EXERCISE: Write out every entry below word for word, leaving nothing out.

GIVEN DATA:

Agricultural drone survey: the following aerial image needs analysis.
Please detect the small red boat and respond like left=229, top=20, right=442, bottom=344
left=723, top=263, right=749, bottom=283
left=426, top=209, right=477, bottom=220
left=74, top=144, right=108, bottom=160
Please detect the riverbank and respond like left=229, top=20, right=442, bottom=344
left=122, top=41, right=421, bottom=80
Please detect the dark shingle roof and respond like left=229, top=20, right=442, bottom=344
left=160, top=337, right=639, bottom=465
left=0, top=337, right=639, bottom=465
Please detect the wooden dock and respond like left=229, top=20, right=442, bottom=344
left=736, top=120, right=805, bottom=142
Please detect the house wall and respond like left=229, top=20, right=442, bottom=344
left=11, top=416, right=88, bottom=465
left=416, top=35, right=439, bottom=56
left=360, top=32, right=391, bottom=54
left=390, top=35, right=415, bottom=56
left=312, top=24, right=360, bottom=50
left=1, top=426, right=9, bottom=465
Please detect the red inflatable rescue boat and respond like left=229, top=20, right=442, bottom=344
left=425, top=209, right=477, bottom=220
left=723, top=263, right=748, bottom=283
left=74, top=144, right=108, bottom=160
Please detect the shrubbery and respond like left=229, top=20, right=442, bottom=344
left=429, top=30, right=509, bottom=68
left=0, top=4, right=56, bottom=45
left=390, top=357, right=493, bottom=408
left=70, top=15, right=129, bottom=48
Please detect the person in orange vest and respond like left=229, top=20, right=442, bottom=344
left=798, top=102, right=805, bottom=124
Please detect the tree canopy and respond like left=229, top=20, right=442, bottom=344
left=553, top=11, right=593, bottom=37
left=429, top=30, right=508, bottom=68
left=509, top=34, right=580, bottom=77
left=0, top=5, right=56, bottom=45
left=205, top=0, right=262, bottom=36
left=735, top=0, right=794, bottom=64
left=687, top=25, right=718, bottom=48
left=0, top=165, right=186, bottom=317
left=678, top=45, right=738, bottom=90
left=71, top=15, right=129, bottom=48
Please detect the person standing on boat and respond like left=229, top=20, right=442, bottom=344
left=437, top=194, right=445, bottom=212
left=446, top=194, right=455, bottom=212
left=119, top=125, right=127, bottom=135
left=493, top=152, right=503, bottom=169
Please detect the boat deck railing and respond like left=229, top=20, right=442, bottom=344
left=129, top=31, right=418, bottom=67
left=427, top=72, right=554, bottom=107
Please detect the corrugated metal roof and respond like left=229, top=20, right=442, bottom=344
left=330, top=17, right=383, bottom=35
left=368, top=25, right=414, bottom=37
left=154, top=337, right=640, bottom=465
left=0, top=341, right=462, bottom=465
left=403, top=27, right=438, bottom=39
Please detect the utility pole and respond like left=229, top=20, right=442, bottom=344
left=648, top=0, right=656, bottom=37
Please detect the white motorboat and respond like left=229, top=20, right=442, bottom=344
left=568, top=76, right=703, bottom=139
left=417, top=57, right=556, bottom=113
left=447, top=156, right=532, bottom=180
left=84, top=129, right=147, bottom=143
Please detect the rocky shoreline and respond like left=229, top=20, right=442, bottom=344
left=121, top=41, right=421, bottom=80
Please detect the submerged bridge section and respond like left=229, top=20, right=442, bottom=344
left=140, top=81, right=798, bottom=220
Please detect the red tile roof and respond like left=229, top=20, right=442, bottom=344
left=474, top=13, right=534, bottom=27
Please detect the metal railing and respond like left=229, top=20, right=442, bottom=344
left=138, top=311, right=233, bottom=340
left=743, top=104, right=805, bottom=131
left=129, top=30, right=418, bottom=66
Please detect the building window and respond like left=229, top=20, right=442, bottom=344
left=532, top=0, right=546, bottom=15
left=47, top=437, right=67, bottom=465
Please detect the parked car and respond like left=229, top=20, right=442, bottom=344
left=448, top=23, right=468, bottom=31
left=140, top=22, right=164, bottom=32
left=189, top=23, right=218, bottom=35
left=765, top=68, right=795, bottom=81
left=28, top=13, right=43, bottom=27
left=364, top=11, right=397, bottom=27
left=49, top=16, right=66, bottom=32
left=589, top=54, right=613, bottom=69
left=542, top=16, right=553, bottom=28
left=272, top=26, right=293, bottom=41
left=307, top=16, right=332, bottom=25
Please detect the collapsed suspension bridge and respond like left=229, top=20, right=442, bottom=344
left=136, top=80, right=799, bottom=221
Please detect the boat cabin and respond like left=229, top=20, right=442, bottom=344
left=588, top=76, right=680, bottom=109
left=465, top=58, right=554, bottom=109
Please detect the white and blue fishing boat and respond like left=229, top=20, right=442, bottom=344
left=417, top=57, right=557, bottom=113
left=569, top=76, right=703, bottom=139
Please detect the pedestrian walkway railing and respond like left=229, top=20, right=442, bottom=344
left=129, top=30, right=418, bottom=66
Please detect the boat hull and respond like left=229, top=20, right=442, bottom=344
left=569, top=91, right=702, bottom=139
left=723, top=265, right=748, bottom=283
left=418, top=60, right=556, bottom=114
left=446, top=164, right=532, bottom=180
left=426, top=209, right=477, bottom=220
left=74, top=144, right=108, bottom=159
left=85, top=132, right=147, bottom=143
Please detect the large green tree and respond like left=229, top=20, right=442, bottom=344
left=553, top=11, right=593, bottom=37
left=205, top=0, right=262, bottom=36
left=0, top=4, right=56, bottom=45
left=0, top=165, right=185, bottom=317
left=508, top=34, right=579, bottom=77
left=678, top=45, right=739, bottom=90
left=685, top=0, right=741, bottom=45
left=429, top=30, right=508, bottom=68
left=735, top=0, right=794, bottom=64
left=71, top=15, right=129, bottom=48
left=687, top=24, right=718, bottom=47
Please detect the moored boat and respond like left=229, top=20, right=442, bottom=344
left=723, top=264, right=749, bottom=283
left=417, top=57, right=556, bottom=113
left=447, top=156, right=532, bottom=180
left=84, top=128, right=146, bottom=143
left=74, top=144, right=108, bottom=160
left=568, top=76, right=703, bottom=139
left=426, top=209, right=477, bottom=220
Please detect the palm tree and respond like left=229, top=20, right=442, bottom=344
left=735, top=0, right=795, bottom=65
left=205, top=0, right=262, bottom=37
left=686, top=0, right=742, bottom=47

SOLUTION FOR THIS PROBLEM:
Agricultural drone survey: the following aerial image needs analysis.
Please detect the small red boat and respond like left=229, top=20, right=442, bottom=344
left=723, top=263, right=749, bottom=283
left=426, top=209, right=477, bottom=220
left=74, top=144, right=108, bottom=160
Please detect the riverbank and respond like left=229, top=20, right=442, bottom=344
left=122, top=41, right=421, bottom=80
Please detect the dark shingle roof and respond like left=229, top=20, right=442, bottom=344
left=160, top=337, right=639, bottom=465
left=0, top=337, right=639, bottom=465
Please detect the wooden dock and respond like left=229, top=20, right=442, bottom=344
left=736, top=120, right=805, bottom=142
Please detect the house wall and respond like left=229, top=20, right=442, bottom=344
left=11, top=416, right=88, bottom=465
left=416, top=35, right=439, bottom=56
left=360, top=32, right=391, bottom=54
left=390, top=35, right=415, bottom=56
left=312, top=24, right=360, bottom=50
left=1, top=426, right=9, bottom=465
Please detect the red inflatable rescue boat and respond like left=229, top=20, right=442, bottom=344
left=425, top=209, right=477, bottom=220
left=723, top=263, right=748, bottom=283
left=74, top=144, right=108, bottom=160
Please detect the shrubbery and respond like left=229, top=20, right=442, bottom=344
left=429, top=30, right=509, bottom=68
left=0, top=4, right=56, bottom=45
left=390, top=357, right=493, bottom=408
left=70, top=15, right=129, bottom=48
Please detect the person in orange vest and respond like left=229, top=20, right=442, bottom=344
left=798, top=102, right=805, bottom=124
Please detect the tree canopy and respond like left=229, top=20, right=442, bottom=344
left=553, top=11, right=593, bottom=37
left=429, top=30, right=508, bottom=68
left=509, top=34, right=580, bottom=77
left=0, top=5, right=56, bottom=45
left=205, top=0, right=262, bottom=36
left=735, top=0, right=794, bottom=64
left=687, top=25, right=718, bottom=48
left=0, top=165, right=186, bottom=317
left=678, top=45, right=738, bottom=90
left=71, top=15, right=129, bottom=48
Please detect the person standing on boat and respond like left=229, top=20, right=442, bottom=344
left=437, top=194, right=445, bottom=212
left=446, top=194, right=455, bottom=212
left=119, top=125, right=127, bottom=135
left=493, top=152, right=503, bottom=169
Please detect the boat deck railing and respond like left=229, top=20, right=442, bottom=344
left=129, top=31, right=418, bottom=67
left=427, top=72, right=554, bottom=107
Please detect the corrugated metal roof and respond like left=229, top=20, right=442, bottom=344
left=330, top=17, right=383, bottom=35
left=368, top=25, right=414, bottom=37
left=154, top=337, right=640, bottom=465
left=0, top=341, right=462, bottom=465
left=403, top=27, right=438, bottom=39
Please detect the utility pole and respond like left=229, top=20, right=442, bottom=344
left=648, top=0, right=656, bottom=37
Please detect the white motorboat and respond like left=229, top=20, right=442, bottom=344
left=568, top=76, right=703, bottom=139
left=417, top=57, right=556, bottom=113
left=447, top=156, right=532, bottom=180
left=84, top=129, right=147, bottom=143
Please detect the rocky shoreline and respond like left=229, top=20, right=442, bottom=344
left=121, top=41, right=421, bottom=80
Please detect the submerged bridge section and respond like left=229, top=20, right=442, bottom=344
left=140, top=81, right=798, bottom=220
Please detect the red tile roof and respond like left=229, top=20, right=442, bottom=344
left=474, top=13, right=534, bottom=27
Please detect the metal railing and respond like left=229, top=20, right=442, bottom=344
left=138, top=311, right=233, bottom=340
left=743, top=104, right=805, bottom=131
left=129, top=30, right=418, bottom=66
Please detect the building window and respond like left=229, top=20, right=442, bottom=344
left=532, top=0, right=546, bottom=15
left=47, top=437, right=67, bottom=465
Please detect the parked car and respond like left=229, top=20, right=442, bottom=344
left=448, top=23, right=468, bottom=31
left=140, top=22, right=164, bottom=32
left=189, top=23, right=218, bottom=35
left=765, top=68, right=795, bottom=81
left=28, top=13, right=43, bottom=27
left=364, top=11, right=397, bottom=27
left=49, top=16, right=66, bottom=32
left=589, top=54, right=613, bottom=69
left=542, top=16, right=553, bottom=28
left=272, top=26, right=293, bottom=41
left=307, top=16, right=332, bottom=25
Please detect the collapsed suspension bridge and respond like left=229, top=20, right=442, bottom=344
left=136, top=80, right=799, bottom=221
Please detect the boat cabin and respond like left=229, top=20, right=442, bottom=344
left=588, top=76, right=680, bottom=109
left=465, top=58, right=554, bottom=109
Please detect the white and blue fishing boat and respond like left=229, top=20, right=442, bottom=344
left=417, top=57, right=557, bottom=113
left=569, top=76, right=703, bottom=139
Please detect the pedestrian walkway railing and respond like left=229, top=20, right=442, bottom=344
left=129, top=30, right=418, bottom=66
Please detect the boat hull and respond like left=229, top=20, right=442, bottom=344
left=569, top=91, right=702, bottom=139
left=723, top=265, right=748, bottom=283
left=418, top=60, right=556, bottom=114
left=446, top=164, right=532, bottom=180
left=426, top=209, right=477, bottom=220
left=74, top=144, right=108, bottom=159
left=85, top=132, right=147, bottom=143
Please detect the large green tree and respond like left=229, top=20, right=442, bottom=344
left=553, top=11, right=593, bottom=37
left=205, top=0, right=262, bottom=36
left=0, top=4, right=56, bottom=45
left=0, top=165, right=185, bottom=317
left=508, top=34, right=579, bottom=77
left=678, top=45, right=739, bottom=90
left=685, top=0, right=741, bottom=45
left=429, top=30, right=508, bottom=68
left=735, top=0, right=794, bottom=64
left=71, top=15, right=129, bottom=48
left=687, top=24, right=718, bottom=47
Please detect the moored boat and respond like left=229, top=20, right=442, bottom=344
left=723, top=264, right=749, bottom=283
left=417, top=57, right=556, bottom=113
left=447, top=156, right=532, bottom=180
left=84, top=128, right=146, bottom=143
left=74, top=144, right=108, bottom=160
left=568, top=76, right=703, bottom=139
left=426, top=209, right=477, bottom=220
Please detect the palm tree and respond like left=229, top=20, right=442, bottom=344
left=735, top=0, right=795, bottom=65
left=205, top=0, right=262, bottom=37
left=686, top=0, right=742, bottom=47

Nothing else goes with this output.